>> begin DATASET EXTRACT

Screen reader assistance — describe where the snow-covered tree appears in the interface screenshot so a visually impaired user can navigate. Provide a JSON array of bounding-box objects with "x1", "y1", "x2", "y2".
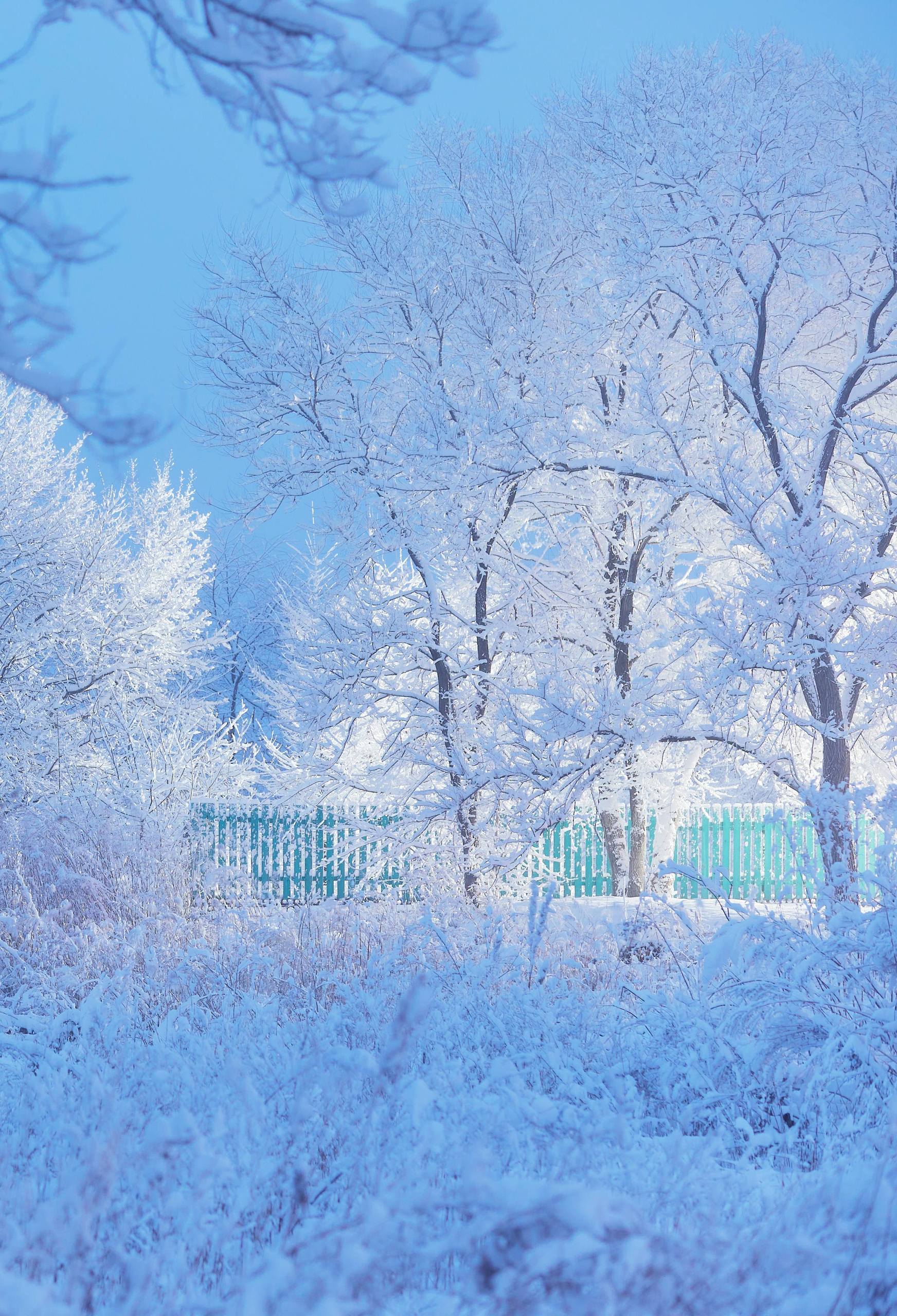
[
  {"x1": 203, "y1": 524, "x2": 286, "y2": 747},
  {"x1": 200, "y1": 130, "x2": 642, "y2": 888},
  {"x1": 0, "y1": 388, "x2": 238, "y2": 818},
  {"x1": 545, "y1": 38, "x2": 897, "y2": 894}
]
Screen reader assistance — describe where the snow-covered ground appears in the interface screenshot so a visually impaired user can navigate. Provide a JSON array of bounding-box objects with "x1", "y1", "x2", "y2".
[{"x1": 0, "y1": 900, "x2": 897, "y2": 1316}]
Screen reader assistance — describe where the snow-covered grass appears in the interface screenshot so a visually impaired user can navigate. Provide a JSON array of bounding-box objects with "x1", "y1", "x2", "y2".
[{"x1": 0, "y1": 873, "x2": 897, "y2": 1316}]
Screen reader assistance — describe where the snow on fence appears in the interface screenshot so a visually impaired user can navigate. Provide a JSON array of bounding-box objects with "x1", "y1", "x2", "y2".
[{"x1": 191, "y1": 804, "x2": 883, "y2": 902}]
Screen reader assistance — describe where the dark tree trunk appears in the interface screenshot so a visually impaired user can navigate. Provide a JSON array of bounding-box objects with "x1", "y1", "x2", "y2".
[
  {"x1": 599, "y1": 809, "x2": 629, "y2": 896},
  {"x1": 813, "y1": 653, "x2": 856, "y2": 900}
]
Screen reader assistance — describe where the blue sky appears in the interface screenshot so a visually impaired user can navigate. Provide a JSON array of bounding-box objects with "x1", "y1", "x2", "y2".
[{"x1": 7, "y1": 0, "x2": 897, "y2": 529}]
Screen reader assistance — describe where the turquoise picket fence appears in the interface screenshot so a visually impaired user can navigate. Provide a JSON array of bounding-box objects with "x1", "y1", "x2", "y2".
[{"x1": 191, "y1": 804, "x2": 883, "y2": 902}]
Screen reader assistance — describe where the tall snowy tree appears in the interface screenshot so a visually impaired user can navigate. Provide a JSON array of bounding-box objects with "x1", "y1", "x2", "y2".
[
  {"x1": 554, "y1": 38, "x2": 897, "y2": 884},
  {"x1": 0, "y1": 390, "x2": 233, "y2": 818},
  {"x1": 0, "y1": 0, "x2": 496, "y2": 444},
  {"x1": 200, "y1": 130, "x2": 648, "y2": 888}
]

>> end DATASET EXTRACT

How many lines in the rows above contain the string "describe"? Reply with the number alone.

8